This study performed repeated measurement of digital dental models conducted with three different segmentation methods, and there were within-subject correlations that were not independent. In addition, segmentation failure resulted in a missing value because the MD width and CCH could not be measured. Therefore, we used GLMM as a statistical method to analyse the main effects and the first-order interactions of the MD width and CCH errors. The segmentation success rate of the DS was lower than that of the remainder of the group, but the mean error according to the segmentation method was the lowest in the DS. This was the result of evaluating successful teeth segmentation and excluding missing values due to failure of segmentation. In addition, the mean error value results between groups of post hoc tests were within 0.12 mm and thus clinically acceptable.
The mean segmentation time of the AS was 57.73 s, which was shorter than those of the DS and the LS, with means of 150.73 and 424.17 s, respectively, presenting significant differences in efficiency. This was attributed to the differences in the segmentation processes; in all three experimental groups, the digital model was orientated to the coordinate system, but the subsequent process differed for each group. In the case of LS, which required precise marking of the mesial and distal points of all teeth, the segmentation time was the longest due to the necessity of axes specification of each tooth. Similarly, the DS also required marking of mesial and distal points for all teeth but did not require precise marking, so the time required for point designation was short. In the case of AS, segmentation and classification were performed without manual intervention after orientation; thus, it took the shortest time for segmentation. As the convenience of using segmentation increases and the requirement of manual intervention decreases, it is important to automate segmentation and reduce the time and effort required for correction by decreasing the segmentation failure rate.
A limitation of this study is that we used digital models of permanent dentition in good condition without teeth and gingival defects. Therefore, it is not possible to determine the tooth segmentation ability in cases such as a missing tooth, severe wearing, dental caries, partial eruption, and third molar. In subsequent studies, it will be necessary to use digital dental models of various conditions.

## Entries supplied
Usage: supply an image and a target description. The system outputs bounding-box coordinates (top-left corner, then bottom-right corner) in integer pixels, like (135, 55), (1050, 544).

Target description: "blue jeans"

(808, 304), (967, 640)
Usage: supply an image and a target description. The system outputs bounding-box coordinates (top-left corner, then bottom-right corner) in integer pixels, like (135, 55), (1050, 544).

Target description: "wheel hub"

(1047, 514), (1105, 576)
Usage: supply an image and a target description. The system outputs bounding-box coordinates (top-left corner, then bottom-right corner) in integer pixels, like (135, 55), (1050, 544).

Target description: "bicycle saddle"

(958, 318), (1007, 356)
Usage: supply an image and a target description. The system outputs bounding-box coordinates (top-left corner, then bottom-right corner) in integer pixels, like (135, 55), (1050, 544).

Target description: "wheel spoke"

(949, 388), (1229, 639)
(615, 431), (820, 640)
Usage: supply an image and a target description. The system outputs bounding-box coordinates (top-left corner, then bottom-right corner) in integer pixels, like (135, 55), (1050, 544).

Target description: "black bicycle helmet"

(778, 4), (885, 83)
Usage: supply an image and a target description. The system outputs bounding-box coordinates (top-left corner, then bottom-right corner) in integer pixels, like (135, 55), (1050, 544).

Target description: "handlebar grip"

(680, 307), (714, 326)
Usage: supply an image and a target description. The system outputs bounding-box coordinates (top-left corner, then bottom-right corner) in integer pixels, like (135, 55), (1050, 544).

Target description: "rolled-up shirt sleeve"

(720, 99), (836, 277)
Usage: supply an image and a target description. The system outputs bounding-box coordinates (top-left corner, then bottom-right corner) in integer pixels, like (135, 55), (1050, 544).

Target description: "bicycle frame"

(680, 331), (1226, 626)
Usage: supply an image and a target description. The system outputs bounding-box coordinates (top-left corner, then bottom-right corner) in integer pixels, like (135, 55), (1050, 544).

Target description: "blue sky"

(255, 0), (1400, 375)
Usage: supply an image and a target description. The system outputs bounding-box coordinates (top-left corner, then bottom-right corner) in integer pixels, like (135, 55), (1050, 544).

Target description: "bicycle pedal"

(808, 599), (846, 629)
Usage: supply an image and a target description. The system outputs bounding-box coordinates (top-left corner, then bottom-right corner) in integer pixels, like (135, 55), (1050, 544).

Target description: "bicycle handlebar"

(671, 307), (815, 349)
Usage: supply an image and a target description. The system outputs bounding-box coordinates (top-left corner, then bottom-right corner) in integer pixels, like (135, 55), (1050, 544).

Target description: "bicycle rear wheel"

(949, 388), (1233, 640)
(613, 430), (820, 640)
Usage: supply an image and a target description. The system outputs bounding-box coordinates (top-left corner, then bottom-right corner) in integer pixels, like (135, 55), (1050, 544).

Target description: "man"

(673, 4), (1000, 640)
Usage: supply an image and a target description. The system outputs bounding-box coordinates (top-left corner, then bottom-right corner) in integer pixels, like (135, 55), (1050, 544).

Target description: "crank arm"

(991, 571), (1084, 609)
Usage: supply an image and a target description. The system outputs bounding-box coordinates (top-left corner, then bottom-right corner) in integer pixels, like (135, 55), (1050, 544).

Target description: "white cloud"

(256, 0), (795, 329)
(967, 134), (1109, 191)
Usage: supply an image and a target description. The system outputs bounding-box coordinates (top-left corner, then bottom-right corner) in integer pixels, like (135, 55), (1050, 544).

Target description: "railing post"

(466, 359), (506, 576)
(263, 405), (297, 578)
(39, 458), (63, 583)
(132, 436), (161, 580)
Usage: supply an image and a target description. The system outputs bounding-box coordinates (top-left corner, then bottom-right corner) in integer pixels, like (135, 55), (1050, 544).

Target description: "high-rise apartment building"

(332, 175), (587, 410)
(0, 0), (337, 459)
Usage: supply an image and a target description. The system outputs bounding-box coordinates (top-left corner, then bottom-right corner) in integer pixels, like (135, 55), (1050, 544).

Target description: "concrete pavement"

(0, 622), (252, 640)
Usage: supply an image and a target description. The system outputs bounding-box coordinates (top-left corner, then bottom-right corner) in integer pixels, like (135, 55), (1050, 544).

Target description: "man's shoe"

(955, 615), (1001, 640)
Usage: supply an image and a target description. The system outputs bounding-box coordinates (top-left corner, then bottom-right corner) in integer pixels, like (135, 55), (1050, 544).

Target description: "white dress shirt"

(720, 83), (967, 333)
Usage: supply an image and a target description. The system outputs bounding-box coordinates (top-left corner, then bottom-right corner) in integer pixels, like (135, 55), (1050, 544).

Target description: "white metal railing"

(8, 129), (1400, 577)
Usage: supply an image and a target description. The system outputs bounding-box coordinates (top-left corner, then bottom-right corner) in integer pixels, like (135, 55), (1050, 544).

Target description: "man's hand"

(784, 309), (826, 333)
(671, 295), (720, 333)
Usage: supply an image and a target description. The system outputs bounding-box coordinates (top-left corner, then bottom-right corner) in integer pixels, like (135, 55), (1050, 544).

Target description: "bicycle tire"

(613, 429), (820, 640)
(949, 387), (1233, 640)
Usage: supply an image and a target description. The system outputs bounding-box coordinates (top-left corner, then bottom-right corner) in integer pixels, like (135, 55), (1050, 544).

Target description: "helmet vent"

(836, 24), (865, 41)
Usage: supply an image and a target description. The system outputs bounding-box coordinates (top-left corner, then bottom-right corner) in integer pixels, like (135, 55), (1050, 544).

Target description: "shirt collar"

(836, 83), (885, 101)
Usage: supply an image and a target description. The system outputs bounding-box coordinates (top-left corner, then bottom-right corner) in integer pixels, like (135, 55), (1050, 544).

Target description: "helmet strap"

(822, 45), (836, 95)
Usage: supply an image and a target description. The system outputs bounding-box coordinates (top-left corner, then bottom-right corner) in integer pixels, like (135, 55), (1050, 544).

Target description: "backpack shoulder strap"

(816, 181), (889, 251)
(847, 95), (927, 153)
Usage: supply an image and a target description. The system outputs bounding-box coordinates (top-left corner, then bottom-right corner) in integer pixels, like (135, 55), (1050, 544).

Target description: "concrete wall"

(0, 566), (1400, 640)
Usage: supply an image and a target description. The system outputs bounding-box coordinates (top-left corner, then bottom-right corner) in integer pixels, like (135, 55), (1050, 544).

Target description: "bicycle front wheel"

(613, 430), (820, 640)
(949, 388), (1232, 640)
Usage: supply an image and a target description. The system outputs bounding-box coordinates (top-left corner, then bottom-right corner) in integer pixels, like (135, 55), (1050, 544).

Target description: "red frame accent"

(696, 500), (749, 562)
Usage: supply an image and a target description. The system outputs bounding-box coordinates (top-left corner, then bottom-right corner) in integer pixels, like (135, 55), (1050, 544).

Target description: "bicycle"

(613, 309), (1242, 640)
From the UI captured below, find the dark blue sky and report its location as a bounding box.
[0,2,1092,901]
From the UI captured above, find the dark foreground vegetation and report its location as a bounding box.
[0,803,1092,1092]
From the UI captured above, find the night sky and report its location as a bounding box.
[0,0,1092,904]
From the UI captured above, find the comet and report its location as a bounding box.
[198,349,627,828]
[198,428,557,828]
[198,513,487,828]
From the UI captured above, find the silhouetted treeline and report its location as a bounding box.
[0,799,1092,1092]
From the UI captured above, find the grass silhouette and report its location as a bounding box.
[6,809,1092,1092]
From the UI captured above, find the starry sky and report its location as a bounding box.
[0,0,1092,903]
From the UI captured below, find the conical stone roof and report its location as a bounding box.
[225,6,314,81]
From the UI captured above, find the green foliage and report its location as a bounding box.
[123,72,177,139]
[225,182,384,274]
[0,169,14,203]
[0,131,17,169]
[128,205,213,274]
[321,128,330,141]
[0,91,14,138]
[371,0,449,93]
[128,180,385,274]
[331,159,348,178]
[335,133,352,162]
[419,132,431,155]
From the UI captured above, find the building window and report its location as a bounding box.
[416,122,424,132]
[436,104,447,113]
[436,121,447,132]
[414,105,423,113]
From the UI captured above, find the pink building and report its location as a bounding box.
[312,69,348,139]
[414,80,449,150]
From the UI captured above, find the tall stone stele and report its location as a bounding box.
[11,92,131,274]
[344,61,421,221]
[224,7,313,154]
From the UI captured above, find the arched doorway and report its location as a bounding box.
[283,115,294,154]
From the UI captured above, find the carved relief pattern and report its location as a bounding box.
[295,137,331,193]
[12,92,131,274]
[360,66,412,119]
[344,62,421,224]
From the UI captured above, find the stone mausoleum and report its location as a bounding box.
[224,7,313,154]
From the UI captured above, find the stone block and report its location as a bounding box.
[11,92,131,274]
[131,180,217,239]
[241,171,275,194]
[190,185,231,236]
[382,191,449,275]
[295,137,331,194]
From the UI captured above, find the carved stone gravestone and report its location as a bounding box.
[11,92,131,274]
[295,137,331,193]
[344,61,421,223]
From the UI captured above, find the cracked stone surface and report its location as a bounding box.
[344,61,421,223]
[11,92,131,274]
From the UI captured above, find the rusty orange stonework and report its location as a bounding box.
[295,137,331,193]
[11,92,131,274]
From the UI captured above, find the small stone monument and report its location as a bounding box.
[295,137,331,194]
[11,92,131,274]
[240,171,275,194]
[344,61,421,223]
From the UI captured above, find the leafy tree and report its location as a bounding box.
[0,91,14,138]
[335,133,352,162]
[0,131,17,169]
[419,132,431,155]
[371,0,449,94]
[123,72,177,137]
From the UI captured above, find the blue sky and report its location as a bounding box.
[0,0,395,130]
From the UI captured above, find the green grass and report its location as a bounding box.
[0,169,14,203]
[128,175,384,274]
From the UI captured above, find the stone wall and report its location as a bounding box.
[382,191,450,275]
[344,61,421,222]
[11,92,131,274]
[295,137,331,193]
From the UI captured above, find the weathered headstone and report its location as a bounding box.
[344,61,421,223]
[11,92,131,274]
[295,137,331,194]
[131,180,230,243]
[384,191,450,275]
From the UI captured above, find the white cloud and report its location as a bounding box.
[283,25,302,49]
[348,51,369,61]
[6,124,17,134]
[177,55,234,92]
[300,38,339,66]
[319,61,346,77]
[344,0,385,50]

## Using the information
a) Summarize the passage on dental model segmentation methods in three sentences.
b) Go on with the passage on dental model segmentation methods, picking up after its last sentence.

## Response list
a) Because the repeated measurements of digital dental models were not independent and segmentation failures left missing values, the study used GLMM to analyze errors in MD width and CCH. The DS had a lower segmentation success rate than the rest of the group but the lowest mean error. The AS was the fastest, with a mean of 57.73 s compared with 150.73 s for the DS and 424.17 s for the LS, because it required no manual intervention after orientation, but the study was limited to digital models of permanent dentition in good condition.

b)
Because the OrthoAnalyzer software used in LS was used to obtain the reference data, bias may have occurred. To reduce the potential bias, the splines of all segmented teeth in the REF method were corrected. Moreover, the MD width of REF was measured using Geomagic Control X software. There was no correction after segmentation across experimental groups (i.e., LS, DS, and AS), and raw MD width data provided by software were used. Therefore, depending on the segmentation accuracy and the method of calculating MD width, values may differ from REF.
This study used different automatic tooth segmentation software in different groups. Because the three software programs were not developed and distributed simultaneously, their performances may vary depending on the software version. Moreover, the software continues to be updated to new versions; thus, improvements in accuracy, convenience, and speed of segmentation and classification can be expected. In addition, because the CAD/CAM software for orthodontics used in this study was distributed for commercial use, the detailed algorithms were not disclosed, making a direct comparison of the segmentation methods impossible. Therefore, this study focused on comparing the software from the point of view of a user and compared the use of the software and results of tooth segmentations.